**The data**
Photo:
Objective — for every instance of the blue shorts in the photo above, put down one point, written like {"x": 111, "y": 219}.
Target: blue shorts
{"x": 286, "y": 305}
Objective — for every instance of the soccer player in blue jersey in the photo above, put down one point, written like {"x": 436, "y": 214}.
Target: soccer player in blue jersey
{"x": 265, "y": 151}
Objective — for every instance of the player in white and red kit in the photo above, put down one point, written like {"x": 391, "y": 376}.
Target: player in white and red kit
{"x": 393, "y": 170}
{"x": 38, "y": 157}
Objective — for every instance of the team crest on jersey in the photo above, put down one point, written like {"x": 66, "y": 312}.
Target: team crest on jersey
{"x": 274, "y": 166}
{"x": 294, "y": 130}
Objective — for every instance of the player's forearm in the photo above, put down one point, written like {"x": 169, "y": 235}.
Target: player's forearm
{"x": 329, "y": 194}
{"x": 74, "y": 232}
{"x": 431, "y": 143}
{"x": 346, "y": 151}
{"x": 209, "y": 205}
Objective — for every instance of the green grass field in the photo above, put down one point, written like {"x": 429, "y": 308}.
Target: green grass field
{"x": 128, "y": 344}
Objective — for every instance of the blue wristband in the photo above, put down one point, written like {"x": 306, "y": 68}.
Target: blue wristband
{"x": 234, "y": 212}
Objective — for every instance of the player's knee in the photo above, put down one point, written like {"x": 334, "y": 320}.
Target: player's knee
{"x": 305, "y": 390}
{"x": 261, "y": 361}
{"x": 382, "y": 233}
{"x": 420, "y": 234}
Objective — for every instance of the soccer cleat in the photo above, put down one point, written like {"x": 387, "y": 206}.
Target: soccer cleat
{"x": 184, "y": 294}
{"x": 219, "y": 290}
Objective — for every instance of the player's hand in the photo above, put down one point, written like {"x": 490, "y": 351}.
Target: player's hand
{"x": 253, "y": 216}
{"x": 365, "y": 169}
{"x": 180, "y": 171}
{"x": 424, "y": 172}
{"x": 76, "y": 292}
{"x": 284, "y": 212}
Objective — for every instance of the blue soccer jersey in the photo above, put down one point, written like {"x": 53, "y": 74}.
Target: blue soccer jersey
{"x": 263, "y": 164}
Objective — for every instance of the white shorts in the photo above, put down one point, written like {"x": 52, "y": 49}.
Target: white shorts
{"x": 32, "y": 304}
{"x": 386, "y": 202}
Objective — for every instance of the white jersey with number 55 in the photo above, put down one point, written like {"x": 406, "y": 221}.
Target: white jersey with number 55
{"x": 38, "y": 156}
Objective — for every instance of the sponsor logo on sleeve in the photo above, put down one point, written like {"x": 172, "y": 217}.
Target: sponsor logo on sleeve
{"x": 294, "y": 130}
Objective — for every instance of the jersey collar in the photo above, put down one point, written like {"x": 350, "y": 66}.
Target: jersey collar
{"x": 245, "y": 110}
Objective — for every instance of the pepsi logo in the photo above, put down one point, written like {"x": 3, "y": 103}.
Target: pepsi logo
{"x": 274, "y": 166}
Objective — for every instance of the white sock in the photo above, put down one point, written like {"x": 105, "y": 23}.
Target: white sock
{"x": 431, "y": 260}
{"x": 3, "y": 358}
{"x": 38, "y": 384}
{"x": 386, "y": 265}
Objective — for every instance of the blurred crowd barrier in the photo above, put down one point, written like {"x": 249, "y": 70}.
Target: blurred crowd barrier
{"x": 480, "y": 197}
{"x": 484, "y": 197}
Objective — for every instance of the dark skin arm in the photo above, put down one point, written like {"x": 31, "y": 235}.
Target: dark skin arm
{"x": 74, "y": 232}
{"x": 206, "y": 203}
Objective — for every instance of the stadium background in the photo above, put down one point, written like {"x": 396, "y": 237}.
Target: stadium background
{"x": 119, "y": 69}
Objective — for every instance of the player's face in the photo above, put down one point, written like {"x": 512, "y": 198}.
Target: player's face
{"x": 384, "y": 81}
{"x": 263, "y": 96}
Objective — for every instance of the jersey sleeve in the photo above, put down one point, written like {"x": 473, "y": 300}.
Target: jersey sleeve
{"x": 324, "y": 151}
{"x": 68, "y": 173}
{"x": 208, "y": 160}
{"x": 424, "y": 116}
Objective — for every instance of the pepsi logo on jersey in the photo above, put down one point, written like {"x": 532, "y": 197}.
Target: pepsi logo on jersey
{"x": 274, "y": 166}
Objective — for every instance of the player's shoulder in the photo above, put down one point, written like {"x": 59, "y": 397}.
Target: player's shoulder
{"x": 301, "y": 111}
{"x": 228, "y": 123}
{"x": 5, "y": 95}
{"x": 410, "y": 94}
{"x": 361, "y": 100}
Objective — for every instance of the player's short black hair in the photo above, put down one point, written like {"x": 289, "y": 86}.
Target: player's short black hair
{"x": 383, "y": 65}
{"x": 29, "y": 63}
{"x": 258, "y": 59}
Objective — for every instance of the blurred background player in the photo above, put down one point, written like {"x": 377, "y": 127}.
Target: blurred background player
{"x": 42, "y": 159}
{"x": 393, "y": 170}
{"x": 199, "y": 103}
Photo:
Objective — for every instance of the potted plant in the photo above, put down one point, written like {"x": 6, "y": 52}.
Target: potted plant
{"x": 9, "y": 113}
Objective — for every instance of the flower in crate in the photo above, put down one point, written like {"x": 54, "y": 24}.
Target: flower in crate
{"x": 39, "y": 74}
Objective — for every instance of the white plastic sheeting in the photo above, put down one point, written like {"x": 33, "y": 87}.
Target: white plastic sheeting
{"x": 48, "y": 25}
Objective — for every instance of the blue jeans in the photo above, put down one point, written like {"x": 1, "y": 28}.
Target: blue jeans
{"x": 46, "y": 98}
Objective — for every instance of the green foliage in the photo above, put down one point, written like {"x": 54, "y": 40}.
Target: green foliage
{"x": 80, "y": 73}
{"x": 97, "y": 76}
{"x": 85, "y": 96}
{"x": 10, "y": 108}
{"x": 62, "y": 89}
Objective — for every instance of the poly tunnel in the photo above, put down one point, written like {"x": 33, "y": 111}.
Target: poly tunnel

**Given instruction**
Please reproduce all the entries above, swapping every "Objective" for "Instruction" and leaving everything else unchanged.

**Reply to the task**
Photo:
Instruction — for every instance of the blue shorts in the photo above, put down one point, written like {"x": 111, "y": 219}.
Target: blue shorts
{"x": 286, "y": 305}
Instruction — for every instance of the soccer player in blue jersey in the photo above, put down one point, written like {"x": 436, "y": 214}.
Target: soccer player in blue jersey
{"x": 265, "y": 151}
Instruction — for every instance of the player in white and red kit in the photo above, put down one point, written like {"x": 391, "y": 376}.
Target: player in white and red kit
{"x": 393, "y": 170}
{"x": 38, "y": 157}
Instruction — for every instance of the team crest on jersey in the photo above, put down one point, written like {"x": 66, "y": 312}.
Target: team crest on jersey
{"x": 274, "y": 166}
{"x": 294, "y": 130}
Instruction — for every instance of the player's forearm in the photo above, put down one point, written like {"x": 169, "y": 235}.
Target: player's forearm
{"x": 329, "y": 194}
{"x": 74, "y": 232}
{"x": 431, "y": 143}
{"x": 346, "y": 151}
{"x": 209, "y": 205}
Instruction — for every instance of the green grass field in the photo above, put down one point, written like {"x": 429, "y": 308}.
Target: green grass field
{"x": 128, "y": 344}
Instruction — for every instance of the blue wristband in the photo above, put down one point, written like {"x": 306, "y": 68}.
Target: blue wristband
{"x": 234, "y": 212}
Instruction — for every instance of the player's knee in the photo above, put down one point, written like {"x": 334, "y": 320}.
Target: player's knee
{"x": 305, "y": 390}
{"x": 261, "y": 361}
{"x": 382, "y": 233}
{"x": 420, "y": 234}
Instruction — for every instance of the soccer cleat in the photo above, put down one point, written like {"x": 387, "y": 206}.
Target: soccer cleat
{"x": 184, "y": 294}
{"x": 219, "y": 290}
Instruction — for every instance of the player's hand in the photo above, put down one point, written like {"x": 490, "y": 351}.
Target: player's hand
{"x": 253, "y": 216}
{"x": 365, "y": 169}
{"x": 180, "y": 171}
{"x": 424, "y": 172}
{"x": 76, "y": 292}
{"x": 284, "y": 212}
Instruction — for every instance of the blue soccer jersey in the photo above, put down one point, written like {"x": 53, "y": 74}.
Target: blue soccer jersey
{"x": 263, "y": 164}
Instruction — for every instance of the white shorts in the photo above, put down one point, written like {"x": 52, "y": 49}.
Target: white shorts
{"x": 32, "y": 304}
{"x": 386, "y": 202}
Instruction — for every instance of the white jersey with number 55 in the photo above, put down one point, written like {"x": 406, "y": 221}.
Target: white jersey with number 55
{"x": 38, "y": 156}
Instruction — for every instance of the sponsor logo on sleeve in the photo above, put down one point, written like {"x": 172, "y": 217}.
Target: sponsor logo on sleeve
{"x": 294, "y": 130}
Instruction — for every instance of the jersey collar in the photo above, put down one point, written like {"x": 350, "y": 66}.
Target: jersey collar
{"x": 245, "y": 110}
Instruction — for every instance of the pepsi logo in the photo above, put down one point, written like {"x": 3, "y": 103}.
Target: pepsi logo
{"x": 274, "y": 166}
Instruction — for every instance of the white sock in the photo above, put down one point, written like {"x": 105, "y": 23}.
Target: white sock
{"x": 431, "y": 260}
{"x": 3, "y": 358}
{"x": 38, "y": 384}
{"x": 386, "y": 265}
Instruction — for every instance of the blurred crowd barrier in the photo above, put down one point, written like {"x": 249, "y": 70}.
Target: blurred crowd barrier
{"x": 480, "y": 197}
{"x": 484, "y": 197}
Instruction — for every instance of the dark skin arm in the photo above, put down one point, written like {"x": 31, "y": 235}.
Target: dark skin arm
{"x": 74, "y": 232}
{"x": 206, "y": 203}
Instruction — for every instance of the stadium background in the photo above, put down one point, written like {"x": 396, "y": 237}.
Target: stadium background
{"x": 119, "y": 69}
Instruction — for every instance of the player's face in the photo above, put down one point, written like {"x": 512, "y": 198}.
Target: player's face
{"x": 384, "y": 81}
{"x": 263, "y": 96}
Instruction — for every instance of the jersey sleeve in the photo above, put down one point, written like {"x": 473, "y": 300}.
Target: jersey sleeve
{"x": 324, "y": 151}
{"x": 68, "y": 173}
{"x": 208, "y": 160}
{"x": 424, "y": 116}
Instruction — for every instance of the pepsi logo on jersey in the photo above, put down one point, written like {"x": 532, "y": 197}.
Target: pepsi logo on jersey
{"x": 274, "y": 166}
Instruction — for every instance of the player's shoulder in the photo above, put down one point, written like {"x": 59, "y": 397}.
Target: player's shoulder
{"x": 301, "y": 111}
{"x": 228, "y": 123}
{"x": 5, "y": 95}
{"x": 410, "y": 94}
{"x": 361, "y": 100}
Instruction — for every instance of the player's short black hair in the photo above, put down one point, written like {"x": 289, "y": 86}.
Target: player's short black hair
{"x": 383, "y": 65}
{"x": 29, "y": 63}
{"x": 258, "y": 59}
Instruction — for every instance of the blurred background player in the photo above, put down one point, written like {"x": 377, "y": 127}.
Target: blurred background player
{"x": 42, "y": 159}
{"x": 393, "y": 170}
{"x": 199, "y": 103}
Photo:
Instruction — for every instance of the potted plant in the photo above, put down one point, written like {"x": 6, "y": 52}.
Target: potted plant
{"x": 9, "y": 113}
Instruction — for every instance of the flower in crate in the photo above, put down one point, written like {"x": 54, "y": 24}.
Target: flower in crate
{"x": 39, "y": 74}
Instruction — for every instance of the white plastic sheeting in the photo above, put down one point, written like {"x": 33, "y": 87}.
Target: white plastic sheeting
{"x": 48, "y": 25}
Instruction — for every instance of the blue jeans in the photo above, put down one point, written like {"x": 1, "y": 28}.
Target: blue jeans
{"x": 46, "y": 98}
Instruction — for every instance of the green foliage in the photo above, put down one point, written like {"x": 54, "y": 40}.
Target: green foliage
{"x": 80, "y": 73}
{"x": 97, "y": 76}
{"x": 85, "y": 96}
{"x": 10, "y": 108}
{"x": 62, "y": 89}
Instruction — for every instance of the poly tunnel in the photo above, put down one point, written like {"x": 33, "y": 111}.
Target: poly tunnel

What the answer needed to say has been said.